WHAT THE TASK REQUIRES: Output the data that follows exactly, line for line.
##### MATERIAL TO PROCESS #####
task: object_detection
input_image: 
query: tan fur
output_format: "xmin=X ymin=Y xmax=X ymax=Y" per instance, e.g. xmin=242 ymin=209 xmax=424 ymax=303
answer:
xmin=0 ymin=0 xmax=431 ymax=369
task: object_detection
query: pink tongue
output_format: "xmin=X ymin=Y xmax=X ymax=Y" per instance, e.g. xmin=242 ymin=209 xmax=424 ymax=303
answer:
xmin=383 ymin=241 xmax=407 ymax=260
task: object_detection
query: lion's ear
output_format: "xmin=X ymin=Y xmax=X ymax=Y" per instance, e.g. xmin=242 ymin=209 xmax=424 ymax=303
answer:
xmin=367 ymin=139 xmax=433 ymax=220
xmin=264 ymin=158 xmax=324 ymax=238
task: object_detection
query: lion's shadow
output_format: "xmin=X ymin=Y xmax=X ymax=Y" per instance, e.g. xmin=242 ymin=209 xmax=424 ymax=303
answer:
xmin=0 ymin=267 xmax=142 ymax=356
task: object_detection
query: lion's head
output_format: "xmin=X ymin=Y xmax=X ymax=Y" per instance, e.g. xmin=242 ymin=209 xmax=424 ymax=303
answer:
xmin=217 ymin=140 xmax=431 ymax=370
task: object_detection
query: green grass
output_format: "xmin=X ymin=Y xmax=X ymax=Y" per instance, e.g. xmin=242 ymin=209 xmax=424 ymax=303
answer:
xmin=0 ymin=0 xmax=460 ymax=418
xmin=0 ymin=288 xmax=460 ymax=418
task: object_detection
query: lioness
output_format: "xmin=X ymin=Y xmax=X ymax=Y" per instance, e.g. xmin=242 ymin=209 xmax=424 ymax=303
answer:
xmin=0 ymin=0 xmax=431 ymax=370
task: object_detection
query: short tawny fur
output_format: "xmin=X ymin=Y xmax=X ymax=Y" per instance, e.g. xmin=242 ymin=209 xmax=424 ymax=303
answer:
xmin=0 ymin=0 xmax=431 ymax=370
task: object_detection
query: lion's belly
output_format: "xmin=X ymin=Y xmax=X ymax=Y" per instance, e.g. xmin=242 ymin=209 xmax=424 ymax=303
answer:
#####
ANSWER IN FULL:
task: object_detection
input_image: 
query: tan fur
output_format: "xmin=X ymin=Y xmax=X ymax=Y" per instance, e.g. xmin=242 ymin=209 xmax=424 ymax=303
answer:
xmin=0 ymin=0 xmax=431 ymax=369
task: object_detection
query: pink tongue
output_format: "xmin=X ymin=Y xmax=X ymax=Y" per instance, e.g. xmin=242 ymin=209 xmax=424 ymax=303
answer:
xmin=383 ymin=241 xmax=407 ymax=260
task: object_detection
query: lion's ear
output_format: "xmin=X ymin=Y xmax=X ymax=Y" per instance, e.g. xmin=242 ymin=209 xmax=424 ymax=303
answer:
xmin=367 ymin=139 xmax=433 ymax=220
xmin=264 ymin=158 xmax=324 ymax=238
task: object_detection
query: lion's shadow
output_format: "xmin=X ymin=Y xmax=X ymax=Y" per instance, e.g. xmin=242 ymin=209 xmax=424 ymax=303
answer:
xmin=0 ymin=267 xmax=142 ymax=356
task: object_detection
query: lion's head
output_format: "xmin=X ymin=Y xmax=X ymax=Y" per instance, e.g. xmin=242 ymin=209 xmax=424 ymax=303
answer:
xmin=217 ymin=140 xmax=431 ymax=370
task: object_detection
query: green grass
output_format: "xmin=X ymin=Y xmax=X ymax=Y" per instance, e.g. xmin=242 ymin=209 xmax=424 ymax=303
answer:
xmin=0 ymin=0 xmax=460 ymax=418
xmin=0 ymin=288 xmax=460 ymax=418
task: object_detection
query: lioness
output_format: "xmin=X ymin=Y xmax=X ymax=Y" per instance, e.g. xmin=242 ymin=209 xmax=424 ymax=303
answer:
xmin=0 ymin=0 xmax=431 ymax=370
task: object_detection
query: short tawny fur
output_format: "xmin=X ymin=Y xmax=X ymax=Y" per instance, e.g. xmin=242 ymin=209 xmax=424 ymax=303
answer:
xmin=0 ymin=0 xmax=431 ymax=370
task: object_detection
query: lion's belly
output_format: "xmin=X ymin=Y xmax=X ymax=Y" per instance, e.g. xmin=242 ymin=209 xmax=424 ymax=303
answer:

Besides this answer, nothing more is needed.